— Tasks for this exercise —
**1.** Please rewrite the paragraph in the forum thread on Christianity and evolution that begins "Ah, yes. Creationists throw" as a short bulleted list that keeps its main facts.
**2.** Continue the forum thread on Christianity and evolution with a new passage that follows its last sentence.
[[ Document segment, beginning ]]
Well, it was a very outspoken Christian creationist whom I first heard the theory from, so the Earth in his view would be scarcely older than about 6000 years. I myself am a Christian as well, and I'm unsure about theories of evolution and the like.


----------



## Steerpike (Jul 30, 2012)

Ireth said:


> Well, it was a very outspoken Christian creationist whom I first heard the theory from, so the Earth in his view would be scarcely older than about 6000 years. I myself am a Christian as well, and I'm unsure about theories of evolution and the like.



Ah, yes. Creationists throw that out there because they have to explain dinosaurs and it doesn't fit well with their young-earth theories. Interestingly, most of the evolutionary biologists I've worked with have been Christian, so there is nothing inherently incompatible between Christianity and evolution and/or an older earth. It is really not much more than a political debate, in my view, with roots in the lessening spheres of church authority during the 1800s and onward. So, my personal opinion is that one can be every bit a Christian and believe in evolution, the Big Bang, and so on. One Christian I talked to, who was in seminary, simply stated that in his view all science was doing was uncovering how God did it all, and to him that made it all the more impressive. Not everyone shares that view, of course. This man was at a Jesuit institution, and I do not know whether that is standard Jesuit thinking on the issue or simply his own viewpoint.
[[ Document segment, end ]]
[[ Dataset records, beginning ]]
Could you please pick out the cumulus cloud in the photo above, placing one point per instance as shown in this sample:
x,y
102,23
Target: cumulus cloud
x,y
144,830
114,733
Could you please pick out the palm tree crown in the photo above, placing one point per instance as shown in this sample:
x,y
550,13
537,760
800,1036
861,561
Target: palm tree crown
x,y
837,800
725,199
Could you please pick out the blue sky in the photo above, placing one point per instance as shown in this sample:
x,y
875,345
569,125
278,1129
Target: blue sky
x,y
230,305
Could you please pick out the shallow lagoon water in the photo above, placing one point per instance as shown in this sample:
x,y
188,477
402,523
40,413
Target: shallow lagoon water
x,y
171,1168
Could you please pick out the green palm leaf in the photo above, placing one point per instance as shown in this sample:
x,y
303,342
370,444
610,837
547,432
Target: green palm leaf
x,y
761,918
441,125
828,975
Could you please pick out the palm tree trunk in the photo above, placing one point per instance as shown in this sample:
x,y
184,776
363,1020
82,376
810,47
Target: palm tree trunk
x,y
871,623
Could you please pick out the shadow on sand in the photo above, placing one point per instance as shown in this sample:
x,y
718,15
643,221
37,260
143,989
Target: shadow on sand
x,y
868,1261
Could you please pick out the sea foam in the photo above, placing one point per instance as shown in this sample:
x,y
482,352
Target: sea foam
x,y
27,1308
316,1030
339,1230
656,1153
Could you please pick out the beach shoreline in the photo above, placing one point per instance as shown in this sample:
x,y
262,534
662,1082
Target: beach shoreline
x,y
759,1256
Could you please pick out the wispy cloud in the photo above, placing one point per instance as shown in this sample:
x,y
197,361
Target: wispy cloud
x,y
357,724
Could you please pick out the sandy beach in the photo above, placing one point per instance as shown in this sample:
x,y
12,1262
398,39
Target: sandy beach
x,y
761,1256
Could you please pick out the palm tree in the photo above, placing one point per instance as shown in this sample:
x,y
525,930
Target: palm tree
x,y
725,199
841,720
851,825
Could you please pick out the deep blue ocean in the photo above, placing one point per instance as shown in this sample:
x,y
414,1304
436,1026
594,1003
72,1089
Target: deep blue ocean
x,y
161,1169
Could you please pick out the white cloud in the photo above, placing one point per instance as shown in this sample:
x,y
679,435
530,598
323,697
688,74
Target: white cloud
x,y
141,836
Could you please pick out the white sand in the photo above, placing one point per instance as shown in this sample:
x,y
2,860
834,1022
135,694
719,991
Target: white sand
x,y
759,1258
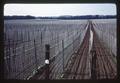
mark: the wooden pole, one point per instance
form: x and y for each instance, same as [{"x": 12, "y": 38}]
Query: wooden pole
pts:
[{"x": 47, "y": 55}]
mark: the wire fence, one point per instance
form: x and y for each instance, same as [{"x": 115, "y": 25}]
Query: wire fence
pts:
[
  {"x": 107, "y": 31},
  {"x": 25, "y": 42}
]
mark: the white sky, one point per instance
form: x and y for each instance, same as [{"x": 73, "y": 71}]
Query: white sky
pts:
[{"x": 59, "y": 9}]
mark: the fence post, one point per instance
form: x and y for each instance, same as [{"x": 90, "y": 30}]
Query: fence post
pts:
[
  {"x": 63, "y": 53},
  {"x": 35, "y": 55},
  {"x": 47, "y": 55}
]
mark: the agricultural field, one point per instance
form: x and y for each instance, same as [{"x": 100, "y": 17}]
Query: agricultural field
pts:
[{"x": 25, "y": 40}]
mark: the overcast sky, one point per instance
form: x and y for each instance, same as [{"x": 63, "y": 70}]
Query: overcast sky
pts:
[{"x": 59, "y": 9}]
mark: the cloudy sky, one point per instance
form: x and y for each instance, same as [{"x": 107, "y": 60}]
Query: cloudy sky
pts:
[{"x": 59, "y": 9}]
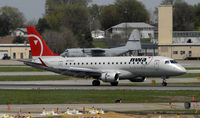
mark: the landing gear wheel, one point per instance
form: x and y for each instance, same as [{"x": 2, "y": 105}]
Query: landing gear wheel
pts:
[
  {"x": 164, "y": 83},
  {"x": 96, "y": 83},
  {"x": 114, "y": 83}
]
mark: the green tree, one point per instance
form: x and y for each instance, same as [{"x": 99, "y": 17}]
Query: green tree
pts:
[
  {"x": 197, "y": 17},
  {"x": 132, "y": 11},
  {"x": 76, "y": 18},
  {"x": 124, "y": 11},
  {"x": 94, "y": 19},
  {"x": 10, "y": 19},
  {"x": 183, "y": 17},
  {"x": 109, "y": 17}
]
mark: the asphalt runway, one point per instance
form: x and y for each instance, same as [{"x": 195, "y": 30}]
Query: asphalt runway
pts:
[
  {"x": 103, "y": 87},
  {"x": 87, "y": 85},
  {"x": 38, "y": 108}
]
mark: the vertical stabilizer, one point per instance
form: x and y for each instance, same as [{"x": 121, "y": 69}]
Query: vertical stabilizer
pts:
[{"x": 38, "y": 46}]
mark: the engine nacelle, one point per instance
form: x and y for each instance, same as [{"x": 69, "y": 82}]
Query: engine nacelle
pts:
[
  {"x": 137, "y": 79},
  {"x": 109, "y": 77}
]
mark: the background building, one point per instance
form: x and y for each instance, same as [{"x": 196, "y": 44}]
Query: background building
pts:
[
  {"x": 177, "y": 44},
  {"x": 146, "y": 30},
  {"x": 15, "y": 51}
]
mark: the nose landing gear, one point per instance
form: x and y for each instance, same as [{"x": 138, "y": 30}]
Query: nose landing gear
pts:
[
  {"x": 164, "y": 83},
  {"x": 96, "y": 83}
]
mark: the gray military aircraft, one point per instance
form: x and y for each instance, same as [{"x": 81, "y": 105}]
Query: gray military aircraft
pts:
[
  {"x": 106, "y": 69},
  {"x": 132, "y": 44}
]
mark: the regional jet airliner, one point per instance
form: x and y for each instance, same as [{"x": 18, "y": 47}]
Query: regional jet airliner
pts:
[{"x": 106, "y": 69}]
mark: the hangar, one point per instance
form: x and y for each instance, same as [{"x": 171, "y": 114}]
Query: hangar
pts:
[
  {"x": 14, "y": 51},
  {"x": 177, "y": 44}
]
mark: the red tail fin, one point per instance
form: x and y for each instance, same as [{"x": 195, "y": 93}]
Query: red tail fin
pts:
[{"x": 38, "y": 46}]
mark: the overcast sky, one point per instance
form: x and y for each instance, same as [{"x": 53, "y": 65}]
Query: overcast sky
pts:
[{"x": 34, "y": 9}]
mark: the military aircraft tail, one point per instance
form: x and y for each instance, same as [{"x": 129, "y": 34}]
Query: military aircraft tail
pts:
[{"x": 134, "y": 41}]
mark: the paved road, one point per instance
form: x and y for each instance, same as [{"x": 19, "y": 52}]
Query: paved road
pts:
[
  {"x": 103, "y": 87},
  {"x": 86, "y": 85},
  {"x": 38, "y": 108}
]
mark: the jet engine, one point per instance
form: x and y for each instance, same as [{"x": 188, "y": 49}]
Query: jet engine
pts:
[
  {"x": 110, "y": 77},
  {"x": 137, "y": 79}
]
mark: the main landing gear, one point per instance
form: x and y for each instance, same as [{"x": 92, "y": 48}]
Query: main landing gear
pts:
[
  {"x": 113, "y": 83},
  {"x": 164, "y": 83},
  {"x": 96, "y": 83}
]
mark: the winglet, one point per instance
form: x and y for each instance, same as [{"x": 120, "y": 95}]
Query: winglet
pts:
[{"x": 42, "y": 62}]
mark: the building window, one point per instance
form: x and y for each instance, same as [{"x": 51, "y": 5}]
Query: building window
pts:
[
  {"x": 21, "y": 55},
  {"x": 189, "y": 41},
  {"x": 190, "y": 53},
  {"x": 175, "y": 52},
  {"x": 14, "y": 55},
  {"x": 182, "y": 52}
]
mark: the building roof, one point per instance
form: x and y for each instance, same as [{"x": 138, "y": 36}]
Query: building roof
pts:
[
  {"x": 133, "y": 25},
  {"x": 14, "y": 45},
  {"x": 6, "y": 40}
]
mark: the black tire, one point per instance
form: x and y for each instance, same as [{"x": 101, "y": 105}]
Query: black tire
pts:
[
  {"x": 164, "y": 83},
  {"x": 96, "y": 83},
  {"x": 187, "y": 105},
  {"x": 114, "y": 83}
]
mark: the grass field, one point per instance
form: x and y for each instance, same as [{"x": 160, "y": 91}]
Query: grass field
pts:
[
  {"x": 94, "y": 96},
  {"x": 20, "y": 69},
  {"x": 161, "y": 111}
]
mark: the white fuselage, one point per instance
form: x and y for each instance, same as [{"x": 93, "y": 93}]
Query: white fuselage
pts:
[{"x": 128, "y": 67}]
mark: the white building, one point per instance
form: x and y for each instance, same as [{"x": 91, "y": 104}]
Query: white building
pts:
[
  {"x": 19, "y": 32},
  {"x": 184, "y": 37},
  {"x": 98, "y": 34},
  {"x": 146, "y": 30}
]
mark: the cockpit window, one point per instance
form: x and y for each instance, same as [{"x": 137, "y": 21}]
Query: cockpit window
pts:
[
  {"x": 173, "y": 61},
  {"x": 166, "y": 62}
]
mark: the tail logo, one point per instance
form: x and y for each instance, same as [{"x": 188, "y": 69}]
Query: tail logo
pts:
[{"x": 35, "y": 41}]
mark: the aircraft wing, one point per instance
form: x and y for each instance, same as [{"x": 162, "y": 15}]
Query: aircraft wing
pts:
[
  {"x": 70, "y": 71},
  {"x": 98, "y": 52}
]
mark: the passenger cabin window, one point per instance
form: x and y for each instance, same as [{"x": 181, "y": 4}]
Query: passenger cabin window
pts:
[
  {"x": 166, "y": 62},
  {"x": 173, "y": 61}
]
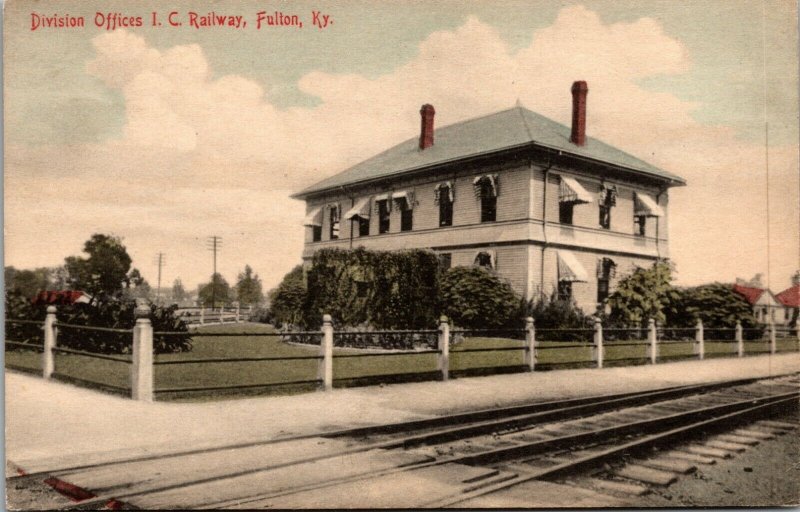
[[ Dataset records, end ]]
— Answers for each item —
**1.**
- Creationists raise the idea to account for dinosaurs, which fit poorly with young-earth theories.
- Most evolutionary biologists the writer has worked with have been Christian, so Christianity is not inherently incompatible with evolution or an older earth.
- The writer sees the dispute as mostly political, rooted in the shrinking reach of church authority from the 1800s onward.
- In the writer's opinion, a person can be fully Christian and still accept evolution, the Big Bang, and similar ideas.
- A seminarian at a Jesuit institution said science only uncovers how God did it all, which made it more impressive to him.
- Not everyone shares that view, and the writer does not know whether it is standard Jesuit thinking or the seminarian's own.

**2.**
----------



## Ireth (Jul 30, 2012)

That is quite interesting. I think we should leave off this discussion here, as this is verging into religious territory and I don't want to anger the mods if we delve into more touchy aspects of it.


----------



## Steerpike (Jul 30, 2012)

Ireth said:


> That is quite interesting. I think we should leave off this discussion here, as this is verging into religious territory and I don't want to anger the mods if we delve into more touchy aspects of it.



I know I was starting to grow angry! 

But yes, you're right. A fascinating topic, nonetheless!


----------



## Devor (Jul 30, 2012)

Steerpike said:


> This man was at a Jesuit institution, and I do not know whether that is standard Jesuit thinking on the issue or simply his own viewpoint.



That's pretty typical among Jesuits, which is a Catholic teaching order that usually works pretty closely with secular groups.  That's also common among Catholics in the U.S. and Europe.  The "official" Catholic teaching is that you can understand much of Genesis as either a literal portrayal or as an extended metaphor, both are fine with the Church - and that's an understanding which goes back at least as far as 300 a.d., when Augustine asked "How can God walk in the garden?" and a priest told him exactly that.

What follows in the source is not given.